Ricopia parola per parola il passo del testo sull'ordinanza n. 207 del 2013, da "La Corte costituzionale effettua" a "della Corte costituzionale)".

→ **ESTRATTO DELLA FONTE**:
◆ ◆ ◆

La Corte costituzionale effettua il rinvio pregiudiziale alla Corte di giustizia UE anche in sede di giudizio incidentale: non c’è mai fine ai nuovi inizi

(sull’ordinanza n. 207 del 2013 della Corte costituzionale)

Con l’ordinanza n. 207 del 18 luglio scorso, la Corte costituzionale è tornata, a distanza di cinque anni dalla celebre ordinanza n. 103 del 2008, a effettuare un rinvio pregiudiziale alla Corte di giustizia dell’Unione europea. La novità, questa volta, sta nel fatto che i giudici della Consulta hanno chiamato in causa la Corte di Lussemburgo in occasione di una controversia sollevata in sede di giudizio incidentale, laddove, come si ricorderà, nell’occasione precedente la ragione che aveva spinto ad infrangere il tabù del rinvio pregiudiziale muoveva dalla peculiare natura del giudizio in via principale: in particolar modo dal fatto che, in esso, mancasse un giudice in grado di farsi carico dell’onere di effettuare il rinvio e quindi la Corte fosse, di necessità, da intendersi come autorità giurisdizionale ai sensi del Trattato in quanto “unico giudice chiamato a pronunciarsi sulla controversia”.

◆ ◆ ◆

→ **MATERIALE**:
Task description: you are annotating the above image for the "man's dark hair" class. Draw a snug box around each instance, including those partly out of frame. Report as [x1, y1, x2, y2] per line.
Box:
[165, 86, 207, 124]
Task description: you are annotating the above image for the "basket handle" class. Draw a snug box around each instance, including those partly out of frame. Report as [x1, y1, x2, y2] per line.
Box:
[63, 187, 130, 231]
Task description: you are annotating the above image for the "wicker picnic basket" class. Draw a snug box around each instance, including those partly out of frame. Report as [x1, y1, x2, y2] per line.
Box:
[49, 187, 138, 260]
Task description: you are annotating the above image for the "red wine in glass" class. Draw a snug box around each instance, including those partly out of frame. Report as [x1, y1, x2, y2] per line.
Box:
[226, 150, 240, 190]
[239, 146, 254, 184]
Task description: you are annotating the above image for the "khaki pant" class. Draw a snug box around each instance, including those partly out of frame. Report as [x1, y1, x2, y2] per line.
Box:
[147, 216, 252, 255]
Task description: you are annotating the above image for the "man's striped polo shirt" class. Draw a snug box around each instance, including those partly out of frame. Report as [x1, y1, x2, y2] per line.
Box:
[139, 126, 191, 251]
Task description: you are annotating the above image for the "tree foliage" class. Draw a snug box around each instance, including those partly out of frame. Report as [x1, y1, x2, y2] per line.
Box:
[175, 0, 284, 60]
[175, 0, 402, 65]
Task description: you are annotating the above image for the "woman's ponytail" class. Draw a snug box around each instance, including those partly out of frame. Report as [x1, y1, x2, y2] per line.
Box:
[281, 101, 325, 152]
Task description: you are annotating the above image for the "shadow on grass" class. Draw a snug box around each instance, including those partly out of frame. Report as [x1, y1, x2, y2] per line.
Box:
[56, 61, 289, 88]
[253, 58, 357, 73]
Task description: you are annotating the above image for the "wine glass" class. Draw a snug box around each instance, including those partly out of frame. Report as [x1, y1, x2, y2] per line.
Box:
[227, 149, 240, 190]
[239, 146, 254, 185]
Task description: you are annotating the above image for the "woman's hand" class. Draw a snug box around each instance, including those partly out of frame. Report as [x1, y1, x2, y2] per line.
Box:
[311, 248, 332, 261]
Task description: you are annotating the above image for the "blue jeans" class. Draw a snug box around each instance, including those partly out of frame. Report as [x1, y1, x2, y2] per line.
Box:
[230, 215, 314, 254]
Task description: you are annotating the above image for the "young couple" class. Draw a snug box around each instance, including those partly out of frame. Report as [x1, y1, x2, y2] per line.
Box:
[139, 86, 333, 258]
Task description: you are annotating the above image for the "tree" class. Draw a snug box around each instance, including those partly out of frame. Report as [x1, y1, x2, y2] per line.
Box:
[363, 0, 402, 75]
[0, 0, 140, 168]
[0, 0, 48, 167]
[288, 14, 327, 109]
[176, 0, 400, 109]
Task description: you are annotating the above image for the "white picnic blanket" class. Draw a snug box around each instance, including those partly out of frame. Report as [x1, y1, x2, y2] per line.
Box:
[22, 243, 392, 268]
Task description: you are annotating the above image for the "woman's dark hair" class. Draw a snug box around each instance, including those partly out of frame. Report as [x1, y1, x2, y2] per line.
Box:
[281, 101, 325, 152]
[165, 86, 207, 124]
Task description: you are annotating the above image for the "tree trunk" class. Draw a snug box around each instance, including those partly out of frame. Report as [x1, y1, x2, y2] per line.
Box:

◆ ◆ ◆

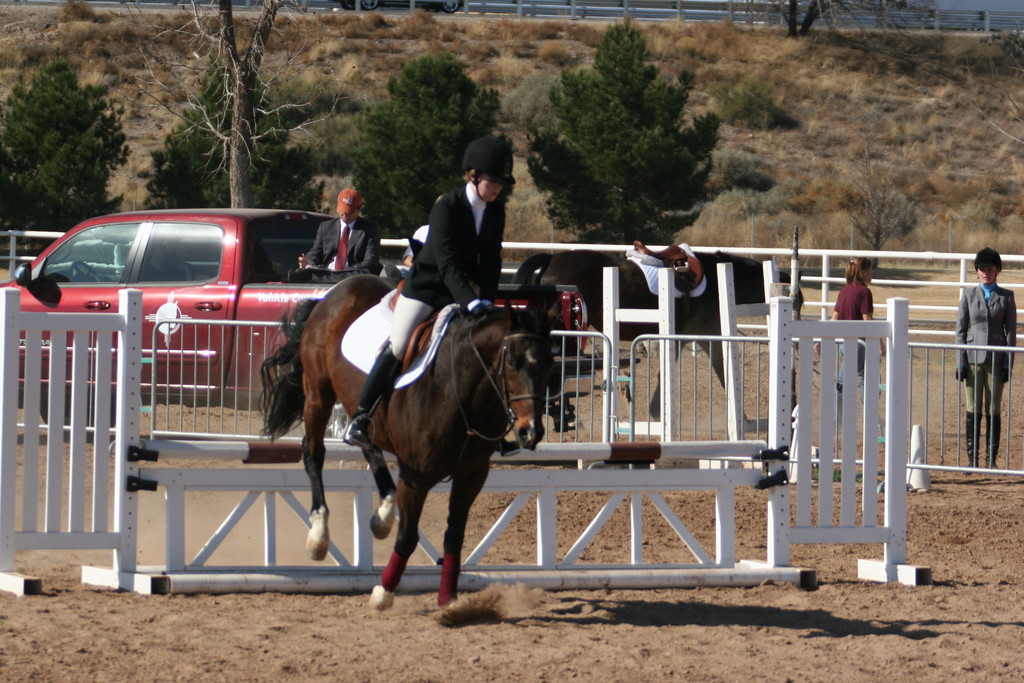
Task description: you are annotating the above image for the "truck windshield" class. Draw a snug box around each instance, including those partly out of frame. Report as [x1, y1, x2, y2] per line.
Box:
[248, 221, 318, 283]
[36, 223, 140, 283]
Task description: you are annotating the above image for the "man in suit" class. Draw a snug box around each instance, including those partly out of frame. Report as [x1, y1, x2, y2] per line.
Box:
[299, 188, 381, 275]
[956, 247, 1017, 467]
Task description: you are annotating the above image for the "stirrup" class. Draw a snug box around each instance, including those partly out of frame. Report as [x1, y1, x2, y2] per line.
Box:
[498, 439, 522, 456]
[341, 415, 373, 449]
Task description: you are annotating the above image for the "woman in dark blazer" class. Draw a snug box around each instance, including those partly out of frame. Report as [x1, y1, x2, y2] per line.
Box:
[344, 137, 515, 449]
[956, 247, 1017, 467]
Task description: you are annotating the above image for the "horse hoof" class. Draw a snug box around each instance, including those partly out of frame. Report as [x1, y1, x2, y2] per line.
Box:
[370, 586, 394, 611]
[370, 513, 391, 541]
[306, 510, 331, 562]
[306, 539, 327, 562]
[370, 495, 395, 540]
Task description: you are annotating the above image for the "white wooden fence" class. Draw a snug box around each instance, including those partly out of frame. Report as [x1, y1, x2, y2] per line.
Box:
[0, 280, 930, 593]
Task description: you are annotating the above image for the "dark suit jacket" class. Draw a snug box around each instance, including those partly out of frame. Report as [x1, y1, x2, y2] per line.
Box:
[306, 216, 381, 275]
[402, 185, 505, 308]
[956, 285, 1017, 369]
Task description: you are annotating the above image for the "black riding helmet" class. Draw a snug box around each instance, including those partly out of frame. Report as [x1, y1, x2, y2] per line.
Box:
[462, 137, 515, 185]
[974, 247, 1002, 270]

◆ ◆ ◆

→ **RISPOSTA AL COMPITO**:
La Corte costituzionale effettua il rinvio pregiudiziale alla Corte di giustizia UE anche in sede di giudizio incidentale: non c’è mai fine ai nuovi inizi

(sull’ordinanza n. 207 del 2013 della Corte costituzionale)